* **INFORMATION GIVEN**
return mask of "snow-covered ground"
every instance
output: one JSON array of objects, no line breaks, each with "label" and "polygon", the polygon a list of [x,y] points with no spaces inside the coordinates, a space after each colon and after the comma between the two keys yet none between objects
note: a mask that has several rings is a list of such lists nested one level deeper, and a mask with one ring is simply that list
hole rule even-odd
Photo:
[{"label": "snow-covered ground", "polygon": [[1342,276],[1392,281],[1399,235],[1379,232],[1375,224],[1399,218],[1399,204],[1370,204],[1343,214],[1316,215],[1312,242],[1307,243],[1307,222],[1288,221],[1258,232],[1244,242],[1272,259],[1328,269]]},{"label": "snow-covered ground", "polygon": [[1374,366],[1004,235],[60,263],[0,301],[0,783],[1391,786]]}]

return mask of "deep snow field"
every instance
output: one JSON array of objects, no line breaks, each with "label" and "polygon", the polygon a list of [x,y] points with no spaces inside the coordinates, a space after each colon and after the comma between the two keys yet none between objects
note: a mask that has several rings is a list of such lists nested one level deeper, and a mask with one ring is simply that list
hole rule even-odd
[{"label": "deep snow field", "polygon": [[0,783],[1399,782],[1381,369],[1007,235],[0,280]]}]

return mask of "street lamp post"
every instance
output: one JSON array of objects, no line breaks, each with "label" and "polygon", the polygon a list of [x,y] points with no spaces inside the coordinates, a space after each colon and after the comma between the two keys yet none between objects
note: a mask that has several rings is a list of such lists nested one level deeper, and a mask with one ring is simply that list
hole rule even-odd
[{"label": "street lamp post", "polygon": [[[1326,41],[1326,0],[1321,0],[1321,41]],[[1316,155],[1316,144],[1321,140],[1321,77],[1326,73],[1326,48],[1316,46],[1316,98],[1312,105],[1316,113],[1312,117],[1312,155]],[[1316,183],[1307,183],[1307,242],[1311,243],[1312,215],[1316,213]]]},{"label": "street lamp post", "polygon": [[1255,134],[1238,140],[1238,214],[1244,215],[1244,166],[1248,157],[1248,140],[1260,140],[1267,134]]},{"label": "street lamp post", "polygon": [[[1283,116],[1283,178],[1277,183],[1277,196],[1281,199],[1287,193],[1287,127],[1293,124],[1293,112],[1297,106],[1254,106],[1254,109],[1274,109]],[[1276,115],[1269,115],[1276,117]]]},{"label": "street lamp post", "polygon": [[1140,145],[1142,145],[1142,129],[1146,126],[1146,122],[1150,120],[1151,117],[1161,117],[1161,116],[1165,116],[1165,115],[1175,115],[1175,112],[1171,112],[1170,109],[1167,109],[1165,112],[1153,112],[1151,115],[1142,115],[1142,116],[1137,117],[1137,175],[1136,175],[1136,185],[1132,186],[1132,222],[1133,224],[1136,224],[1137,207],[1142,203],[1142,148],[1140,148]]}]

* **WORK TO COMPLETE**
From the records above, extract every entry verbatim.

* **ANSWER FOR THE TASK**
return mask of "snow-covered ground"
every instance
output: one JSON array of objects, no line breaks, each with "label" and "polygon", the polygon a list of [x,y] points with no spaces inside the coordinates, a space after each colon and after the comma between the two keys yet none between objects
note: a mask that has several rings is a list of such lists nested one level deeper, and a mask with one ring is simply that list
hole rule even-odd
Photo:
[{"label": "snow-covered ground", "polygon": [[1342,276],[1392,281],[1399,235],[1379,232],[1375,224],[1399,218],[1399,204],[1370,204],[1343,214],[1316,215],[1312,242],[1307,243],[1307,222],[1288,221],[1258,232],[1244,242],[1272,259],[1328,269]]},{"label": "snow-covered ground", "polygon": [[1374,366],[1004,235],[60,263],[0,301],[0,783],[1391,786]]}]

return mask of "deep snow field"
every instance
output: one JSON array of objects, no line breaks, each with "label" and "polygon", the polygon a list of [x,y] points with no spaces inside the coordinates, a space after each colon and after the comma between the two keys yet none between objects
note: a mask that has several rings is a list of such lists nested one level deeper, and a mask with one ring is simply that list
hole rule even-odd
[{"label": "deep snow field", "polygon": [[0,783],[1399,782],[1381,369],[1007,235],[0,280]]}]

return mask of "street lamp post"
every instance
output: one JSON array of objects, no line breaks, each with "label" and "polygon", the polygon a list of [x,y] points with no spaces inside the coordinates, a space after each colon and after the comma between the two keys yet none between objects
note: a mask that has several rings is a list of such lists nested one level deeper, and a mask with one ring is simply that list
hole rule even-odd
[{"label": "street lamp post", "polygon": [[[1326,41],[1326,0],[1321,0],[1321,41]],[[1316,155],[1316,144],[1321,140],[1321,77],[1326,73],[1326,48],[1316,46],[1316,98],[1312,105],[1316,113],[1312,117],[1312,155]],[[1316,183],[1307,183],[1307,242],[1311,243],[1312,215],[1316,213]]]},{"label": "street lamp post", "polygon": [[1255,134],[1238,140],[1238,214],[1244,215],[1244,166],[1248,157],[1248,140],[1260,140],[1267,134]]},{"label": "street lamp post", "polygon": [[[1283,116],[1283,178],[1277,183],[1277,196],[1281,199],[1287,193],[1287,127],[1293,124],[1293,112],[1297,106],[1254,106],[1254,109],[1274,109]],[[1276,115],[1269,115],[1276,117]]]},{"label": "street lamp post", "polygon": [[1140,145],[1142,145],[1142,129],[1146,126],[1146,122],[1150,120],[1151,117],[1161,117],[1161,116],[1165,116],[1165,115],[1175,115],[1175,112],[1171,112],[1170,109],[1167,109],[1165,112],[1153,112],[1151,115],[1142,115],[1142,116],[1137,117],[1137,175],[1136,175],[1136,185],[1132,186],[1132,222],[1133,224],[1136,224],[1137,207],[1142,203],[1142,148],[1140,148]]}]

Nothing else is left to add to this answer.